[Data excerpts]

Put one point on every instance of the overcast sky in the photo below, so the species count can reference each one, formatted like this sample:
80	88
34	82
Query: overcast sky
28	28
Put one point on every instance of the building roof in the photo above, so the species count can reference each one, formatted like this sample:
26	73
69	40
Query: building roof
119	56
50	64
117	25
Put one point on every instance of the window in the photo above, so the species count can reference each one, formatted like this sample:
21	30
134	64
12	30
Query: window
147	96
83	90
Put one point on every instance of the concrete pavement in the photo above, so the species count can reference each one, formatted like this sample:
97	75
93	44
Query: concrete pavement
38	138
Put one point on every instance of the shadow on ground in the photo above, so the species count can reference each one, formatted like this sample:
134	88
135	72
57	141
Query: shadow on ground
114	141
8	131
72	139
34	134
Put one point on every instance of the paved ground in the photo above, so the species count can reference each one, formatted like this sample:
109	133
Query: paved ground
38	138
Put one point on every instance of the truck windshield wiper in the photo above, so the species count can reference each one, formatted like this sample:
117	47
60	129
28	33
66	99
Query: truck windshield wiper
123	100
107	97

▸ **Work to complete**: Note every line of the entries in which "above" appears, and copy it down.

▸ **Answer space**:
Put one point on every instance of the building roof in the photo above, so the species count can reference each one, formatted like this sample:
Put one point on every instance of the window in the photo above, so the species count can reference each one, formatted like this sample:
Put one point on every instance of the concrete pavement in the photo above, so the species count can reference each one, formatted like this sample:
Put one point on every instance of the shadow on ground in the photo above, so the species count can reference each one, formatted like this sample:
Put one point on every instance of the paved ground in the photo above, so the species count can reference each one, formatted like this sample:
Put one point on every instance of the truck windshield wiper in the photo above, so the species count can reference each one, formatted like this sample:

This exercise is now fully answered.